*** MATERIAL FOR THIS TASK

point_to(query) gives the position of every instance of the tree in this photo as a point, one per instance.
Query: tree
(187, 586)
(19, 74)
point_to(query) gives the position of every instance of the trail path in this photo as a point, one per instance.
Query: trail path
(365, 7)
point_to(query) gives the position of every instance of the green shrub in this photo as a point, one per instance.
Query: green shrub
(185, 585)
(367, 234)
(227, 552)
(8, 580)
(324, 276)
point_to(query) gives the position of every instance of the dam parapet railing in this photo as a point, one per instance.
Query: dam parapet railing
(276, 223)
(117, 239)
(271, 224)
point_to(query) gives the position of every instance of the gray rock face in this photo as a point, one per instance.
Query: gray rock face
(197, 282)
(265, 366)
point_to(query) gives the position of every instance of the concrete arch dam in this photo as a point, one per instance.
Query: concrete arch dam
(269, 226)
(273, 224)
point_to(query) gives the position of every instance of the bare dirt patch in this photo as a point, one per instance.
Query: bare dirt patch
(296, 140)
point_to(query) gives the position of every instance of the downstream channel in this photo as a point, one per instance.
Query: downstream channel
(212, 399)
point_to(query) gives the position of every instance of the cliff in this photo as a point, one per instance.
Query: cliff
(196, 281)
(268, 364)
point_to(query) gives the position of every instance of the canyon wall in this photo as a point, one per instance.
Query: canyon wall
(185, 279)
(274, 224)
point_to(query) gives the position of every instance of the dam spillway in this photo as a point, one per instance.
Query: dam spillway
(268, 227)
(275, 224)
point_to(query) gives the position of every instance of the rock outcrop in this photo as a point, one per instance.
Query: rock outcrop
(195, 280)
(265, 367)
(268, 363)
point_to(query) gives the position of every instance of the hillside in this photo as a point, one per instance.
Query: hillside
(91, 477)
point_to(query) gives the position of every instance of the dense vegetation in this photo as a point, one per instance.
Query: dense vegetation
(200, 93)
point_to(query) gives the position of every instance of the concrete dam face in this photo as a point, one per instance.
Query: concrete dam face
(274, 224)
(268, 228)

******
*** MATERIAL FOR THIS TASK

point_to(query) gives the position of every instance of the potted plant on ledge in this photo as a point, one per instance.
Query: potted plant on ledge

******

Extract, from the listing above, every line where the string "potted" occurs.

- TASK ANSWER:
point_to(query) gives the position of every instance of the potted plant on ledge in this photo as a point, one per instance.
Query: potted plant on ledge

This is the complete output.